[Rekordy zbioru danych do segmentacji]

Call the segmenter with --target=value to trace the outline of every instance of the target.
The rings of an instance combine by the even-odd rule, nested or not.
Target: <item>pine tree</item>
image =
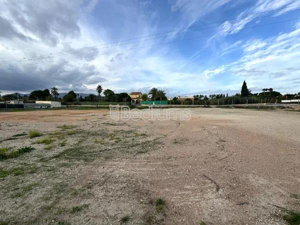
[[[244,80],[242,86],[242,90],[240,90],[240,96],[247,97],[250,94],[249,90],[248,88],[247,88],[247,84],[246,83],[246,82]]]

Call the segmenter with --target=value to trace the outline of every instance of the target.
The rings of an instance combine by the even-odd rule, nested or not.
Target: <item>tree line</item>
[[[10,94],[6,94],[5,96],[1,97],[1,92],[0,91],[0,100],[22,100],[24,102],[34,101],[36,100],[56,100],[61,101],[63,103],[66,102],[97,102],[101,101],[116,102],[130,102],[131,98],[129,94],[126,92],[114,93],[114,91],[110,89],[106,89],[103,90],[103,88],[100,85],[98,85],[96,89],[98,95],[94,94],[90,94],[88,96],[83,98],[81,96],[76,94],[74,90],[70,90],[62,98],[60,98],[59,90],[57,88],[53,87],[49,90],[44,89],[44,90],[35,90],[30,93],[29,96],[26,95],[22,96],[17,93]],[[102,92],[103,91],[103,92]],[[298,94],[287,94],[282,95],[280,92],[274,90],[272,88],[264,88],[262,90],[262,92],[252,94],[252,90],[247,87],[247,84],[246,80],[244,80],[240,92],[236,93],[232,96],[228,96],[228,93],[220,94],[211,94],[208,96],[202,94],[196,94],[194,96],[194,100],[195,103],[203,102],[212,102],[212,100],[218,100],[220,102],[227,102],[230,104],[230,100],[235,100],[238,102],[238,100],[241,98],[250,98],[252,99],[254,102],[255,98],[277,98],[278,99],[292,99],[294,98],[300,98],[300,92]],[[101,94],[103,93],[104,96]],[[149,91],[148,94],[143,94],[141,98],[142,100],[168,100],[166,92],[162,89],[158,89],[156,88],[152,88]],[[178,97],[174,97],[172,100],[173,102],[177,101]],[[192,102],[191,99],[187,98],[184,102],[186,104],[190,104]],[[220,102],[220,101],[219,101]],[[257,101],[256,101],[257,102]],[[265,100],[266,102],[266,100]],[[242,102],[240,100],[240,102]]]

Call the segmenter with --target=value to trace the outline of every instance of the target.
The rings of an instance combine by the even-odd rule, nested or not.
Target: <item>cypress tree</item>
[[[247,84],[246,82],[244,80],[242,83],[242,90],[240,90],[240,96],[241,97],[246,97],[249,95],[249,90],[247,88]]]

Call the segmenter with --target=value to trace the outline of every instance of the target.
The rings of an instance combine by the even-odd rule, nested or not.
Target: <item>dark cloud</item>
[[[0,16],[0,37],[6,38],[16,38],[23,40],[31,40],[30,38],[25,36],[12,27],[10,22],[6,19]]]
[[[76,5],[66,3],[59,0],[10,0],[6,4],[12,20],[24,30],[34,34],[46,44],[55,46],[60,36],[80,35],[77,24],[80,10]],[[20,32],[14,34],[18,36]]]
[[[94,66],[79,67],[64,61],[46,68],[10,66],[6,69],[0,68],[0,80],[3,90],[28,91],[54,86],[62,90],[86,90],[84,84],[107,80]]]

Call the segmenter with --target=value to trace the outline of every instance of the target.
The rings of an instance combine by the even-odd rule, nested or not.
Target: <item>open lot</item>
[[[190,110],[164,122],[0,112],[0,224],[288,224],[300,112]]]

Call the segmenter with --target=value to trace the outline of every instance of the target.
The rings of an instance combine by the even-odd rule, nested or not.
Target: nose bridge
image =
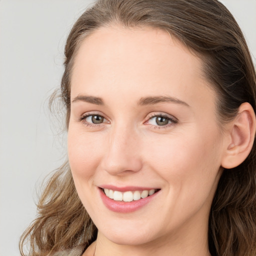
[[[110,131],[104,168],[112,174],[138,172],[142,167],[139,140],[134,128],[124,123],[116,124]]]

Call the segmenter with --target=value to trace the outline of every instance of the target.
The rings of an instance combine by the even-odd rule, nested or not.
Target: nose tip
[[[102,168],[111,175],[138,172],[142,167],[138,140],[130,133],[117,132],[110,140]]]

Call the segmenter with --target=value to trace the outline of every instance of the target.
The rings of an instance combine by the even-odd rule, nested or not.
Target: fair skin
[[[160,30],[102,28],[82,43],[71,80],[68,158],[98,230],[96,256],[210,255],[208,218],[221,166],[232,168],[230,150],[244,139],[232,132],[234,121],[218,124],[202,65]],[[250,122],[250,106],[240,112]],[[131,210],[126,202],[110,206],[106,187],[156,192]],[[124,210],[114,210],[121,204]]]

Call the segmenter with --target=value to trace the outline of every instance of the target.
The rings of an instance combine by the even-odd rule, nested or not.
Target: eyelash
[[[149,121],[152,119],[154,118],[164,118],[165,119],[166,119],[168,120],[168,121],[170,121],[170,124],[168,124],[164,126],[154,126],[154,124],[150,124],[149,125],[152,125],[154,126],[154,129],[166,129],[168,128],[169,128],[170,126],[174,125],[174,124],[178,123],[178,120],[176,118],[174,118],[172,116],[168,116],[168,114],[152,114],[150,116],[150,117],[148,118],[147,121],[146,122],[146,123],[148,123]]]
[[[83,123],[86,126],[90,126],[90,127],[99,127],[100,126],[101,126],[103,124],[106,124],[106,122],[102,122],[100,124],[93,124],[91,122],[87,122],[84,121],[85,120],[88,118],[89,116],[100,116],[104,118],[104,120],[106,120],[102,115],[99,114],[98,113],[88,113],[86,114],[82,115],[80,118],[78,118],[78,122],[83,122]],[[162,118],[166,119],[168,120],[168,121],[170,121],[171,122],[170,124],[168,124],[164,126],[156,126],[156,125],[154,125],[154,124],[148,124],[148,125],[152,125],[154,126],[154,129],[162,129],[162,128],[168,128],[170,126],[172,126],[174,124],[177,124],[178,122],[178,121],[176,118],[174,118],[173,117],[168,116],[167,114],[152,114],[150,116],[150,117],[148,118],[147,120],[144,122],[144,124],[148,123],[148,122],[154,118]],[[84,121],[84,122],[83,122]]]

Zadanie: Zwróć każdy wiersz rekordów, w którym występuje ciąg „tree”. Wielkość liter ma znaczenie.

Odpowiedź:
Target: <item>pine tree</item>
Target: <item>tree line</item>
Target: <item>cypress tree</item>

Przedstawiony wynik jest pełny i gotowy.